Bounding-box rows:
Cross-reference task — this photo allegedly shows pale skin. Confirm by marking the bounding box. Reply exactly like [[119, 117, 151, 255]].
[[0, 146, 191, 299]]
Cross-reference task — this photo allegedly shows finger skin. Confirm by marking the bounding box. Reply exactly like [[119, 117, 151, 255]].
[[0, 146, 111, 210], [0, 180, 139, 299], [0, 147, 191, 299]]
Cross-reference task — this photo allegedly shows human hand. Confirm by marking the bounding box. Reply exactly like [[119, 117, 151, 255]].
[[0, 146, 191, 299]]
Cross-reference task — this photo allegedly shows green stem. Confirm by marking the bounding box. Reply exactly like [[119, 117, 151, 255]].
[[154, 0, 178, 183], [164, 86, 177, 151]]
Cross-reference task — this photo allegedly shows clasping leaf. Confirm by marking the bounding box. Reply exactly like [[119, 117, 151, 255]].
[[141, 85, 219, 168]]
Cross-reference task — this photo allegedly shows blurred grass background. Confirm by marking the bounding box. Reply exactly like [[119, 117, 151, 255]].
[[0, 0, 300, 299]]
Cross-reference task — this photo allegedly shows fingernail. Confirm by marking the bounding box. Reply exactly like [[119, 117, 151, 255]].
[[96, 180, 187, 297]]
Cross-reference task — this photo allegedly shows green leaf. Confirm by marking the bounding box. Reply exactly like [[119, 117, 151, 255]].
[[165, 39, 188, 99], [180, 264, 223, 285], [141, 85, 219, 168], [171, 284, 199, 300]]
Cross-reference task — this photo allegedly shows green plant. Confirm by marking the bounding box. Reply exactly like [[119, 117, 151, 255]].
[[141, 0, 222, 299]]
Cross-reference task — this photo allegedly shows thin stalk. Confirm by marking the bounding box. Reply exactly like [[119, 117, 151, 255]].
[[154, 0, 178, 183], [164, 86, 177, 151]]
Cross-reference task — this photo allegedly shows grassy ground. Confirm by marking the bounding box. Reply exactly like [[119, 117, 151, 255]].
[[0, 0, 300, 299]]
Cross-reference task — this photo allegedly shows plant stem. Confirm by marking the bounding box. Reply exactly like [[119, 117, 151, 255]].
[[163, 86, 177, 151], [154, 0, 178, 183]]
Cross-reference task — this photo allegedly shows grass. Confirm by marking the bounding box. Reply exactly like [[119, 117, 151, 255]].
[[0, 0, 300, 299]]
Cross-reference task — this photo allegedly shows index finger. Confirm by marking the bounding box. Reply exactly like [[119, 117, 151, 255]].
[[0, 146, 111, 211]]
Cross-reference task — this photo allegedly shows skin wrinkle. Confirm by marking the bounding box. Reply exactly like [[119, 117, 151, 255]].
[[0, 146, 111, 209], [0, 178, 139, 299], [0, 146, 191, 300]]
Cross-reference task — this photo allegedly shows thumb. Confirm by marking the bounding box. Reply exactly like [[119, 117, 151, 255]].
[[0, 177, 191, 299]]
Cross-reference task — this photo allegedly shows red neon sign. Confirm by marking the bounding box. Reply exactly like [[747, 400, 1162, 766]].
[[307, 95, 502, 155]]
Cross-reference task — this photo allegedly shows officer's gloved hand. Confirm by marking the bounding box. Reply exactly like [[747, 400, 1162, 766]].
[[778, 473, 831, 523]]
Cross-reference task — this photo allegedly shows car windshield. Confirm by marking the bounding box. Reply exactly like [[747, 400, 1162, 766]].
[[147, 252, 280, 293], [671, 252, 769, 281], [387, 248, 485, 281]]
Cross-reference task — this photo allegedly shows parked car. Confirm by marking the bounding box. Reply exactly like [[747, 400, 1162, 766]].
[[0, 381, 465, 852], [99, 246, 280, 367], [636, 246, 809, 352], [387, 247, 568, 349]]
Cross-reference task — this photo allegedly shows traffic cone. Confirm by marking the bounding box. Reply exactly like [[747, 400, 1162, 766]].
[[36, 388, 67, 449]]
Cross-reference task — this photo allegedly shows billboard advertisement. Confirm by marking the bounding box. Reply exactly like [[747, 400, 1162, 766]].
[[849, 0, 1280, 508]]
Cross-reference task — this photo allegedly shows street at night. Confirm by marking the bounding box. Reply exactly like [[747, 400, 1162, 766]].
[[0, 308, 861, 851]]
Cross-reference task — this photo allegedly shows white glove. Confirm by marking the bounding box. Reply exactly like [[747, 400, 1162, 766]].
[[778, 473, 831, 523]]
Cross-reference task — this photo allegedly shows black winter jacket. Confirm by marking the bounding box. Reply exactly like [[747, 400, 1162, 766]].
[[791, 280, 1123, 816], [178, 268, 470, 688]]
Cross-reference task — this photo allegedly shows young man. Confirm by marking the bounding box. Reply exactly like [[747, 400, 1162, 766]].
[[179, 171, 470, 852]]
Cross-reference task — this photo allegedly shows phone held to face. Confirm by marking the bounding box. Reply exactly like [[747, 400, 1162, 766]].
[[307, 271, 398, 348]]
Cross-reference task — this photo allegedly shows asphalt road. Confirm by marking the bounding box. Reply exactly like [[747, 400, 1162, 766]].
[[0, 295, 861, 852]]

**What you have to do**: Rewrite all lines between the line containing "Cross-reference task — this photo allegedly shows fingernail." and the line containing "[[0, 146, 111, 211]]", inclusive, leaving the requests untouched. In the answers, multiply every coordinate by 0.5 and round to whole numbers, with halves rounded up.

**Reply**:
Cross-reference task — this photo allegedly shows fingernail. Confirm by marking the bounding box. Reply exactly like [[119, 117, 151, 255]].
[[48, 90, 94, 149]]
Cross-reference task — this photo allegedly shows green leaf. Confirm by marking the bounding box. Reply exactly like [[119, 117, 151, 255]].
[[83, 20, 94, 50], [90, 132, 112, 143], [71, 43, 110, 84], [86, 142, 100, 150]]
Cross-reference task — this photo allegedly shows green plant. Confirm by marking the bounding box. Reply exactly like [[119, 117, 151, 255]].
[[71, 0, 111, 150]]
Cross-reference task — this photo allegedly shows thin stalk. Confirm by marking the bounding box. Reply exactly like [[119, 117, 151, 255]].
[[77, 0, 89, 92], [82, 43, 89, 76]]
Cross-reference task — this photo allegedly shows grassy ground. Confirm by marking the bounding box. Reply exactly like [[119, 117, 151, 255]].
[[0, 0, 150, 150]]
Cross-reference task — this photo allegedly shows plant stem. Confirm by marking the bounding box. Reply exactly like [[119, 117, 151, 255]].
[[82, 43, 89, 76], [77, 0, 89, 92]]
Cross-reference task — this photo allegedly shows grass. Confirm by marking the bounding box. Reply exactly like [[119, 117, 151, 255]].
[[0, 0, 150, 150]]
Cross-reference task — this photo allegedly shows index finger. Confirm by marking the bounding box. Reply exactly like [[119, 117, 151, 255]].
[[0, 73, 56, 106]]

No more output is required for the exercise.